Miroslava Chavez-Garcia is an
Associate Professor in the Chicana/o Studies Program at the University of
California, Davis. She is the author of Negotiating Conquest: Gender and
Power in California, 1770s-1880s (University of Arizona Press, 2004). She
has published several articles on youth, race, and science and is currently at
work on a manuscript on youth of color in California reformatories, 1890s to
1940s. Contact Miroslava at chavezgarcia@ucdavis.edu
Hamilton Cravens is Distinguished Scholar in Arts and Humanities and Professor of History at Iowa State University. Look for his new edited book, Great Depression; People and Perspectives (published by ABC-Clio), which is forthcoming summer 2009. Contact him at: hcravens@iastate.edu
Leslie Dadlani is a Contract Faculty member in the Division of Humanities at York
University, and a former Academic Advisor of Vanier College. Ms. Dadlani has specialized in the
Children‚s Studies Program teaching Foundational Courses for four years.
Anna Mae Duane is an assistant professor of English at the
University of Connecticut, where she is the coordinator of UConn's tri-campus
American Studies program. She is finishing a book manuscript titled Suffering Childhood in Early America:
Colonial Violence and the Making of the Child-Victim, currently under
contract with University of Georgia Press. Contact her
at: amduane1@gmail.com
Paula S. Fass is the Margaret Byrne Professor of History at the University of
California, Berkeley and President of the Society for the History of Children
and Youth. She is the author of many books about the history of
childhood, the most recent Children of a
New World; Society, Culture, and Globalization (New York University Press,
2007), and editor of the Encyclopedia of
Children and Childhood in History and Society (Thompson Gale, 2004).

» What is being asked: Render this sentence from the contributor biographies in Spanish: "Hamilton Cravens is Distinguished Scholar in Arts and Humanities and Professor of History at Iowa State University." The rows come from a source unrelated to this text.

» Records provided:
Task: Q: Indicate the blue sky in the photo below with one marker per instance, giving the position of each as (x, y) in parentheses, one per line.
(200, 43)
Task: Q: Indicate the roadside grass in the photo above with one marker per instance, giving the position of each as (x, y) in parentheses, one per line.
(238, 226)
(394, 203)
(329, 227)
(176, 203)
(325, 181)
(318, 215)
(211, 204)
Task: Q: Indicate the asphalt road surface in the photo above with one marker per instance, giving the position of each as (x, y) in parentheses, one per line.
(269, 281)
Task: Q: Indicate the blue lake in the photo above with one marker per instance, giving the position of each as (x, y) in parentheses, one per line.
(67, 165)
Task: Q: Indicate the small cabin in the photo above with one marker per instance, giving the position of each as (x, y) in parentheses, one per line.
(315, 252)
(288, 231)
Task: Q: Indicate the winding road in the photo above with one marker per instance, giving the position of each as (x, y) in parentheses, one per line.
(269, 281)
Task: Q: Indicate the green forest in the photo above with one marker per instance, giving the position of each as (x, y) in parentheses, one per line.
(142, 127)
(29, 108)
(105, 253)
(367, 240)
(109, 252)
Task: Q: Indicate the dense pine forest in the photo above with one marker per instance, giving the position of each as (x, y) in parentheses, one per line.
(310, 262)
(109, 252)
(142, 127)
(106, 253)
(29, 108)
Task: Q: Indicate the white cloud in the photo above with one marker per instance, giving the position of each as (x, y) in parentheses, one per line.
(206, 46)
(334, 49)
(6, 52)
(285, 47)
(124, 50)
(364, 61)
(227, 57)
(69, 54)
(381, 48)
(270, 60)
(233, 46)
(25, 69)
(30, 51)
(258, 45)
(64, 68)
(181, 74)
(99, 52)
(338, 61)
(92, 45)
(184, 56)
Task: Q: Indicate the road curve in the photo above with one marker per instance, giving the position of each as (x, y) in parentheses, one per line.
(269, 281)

» Answer in full: Hamilton Cravens es Académico Distinguido en Artes y Humanidades y Profesor de Historia en la Universidad Estatal de Iowa.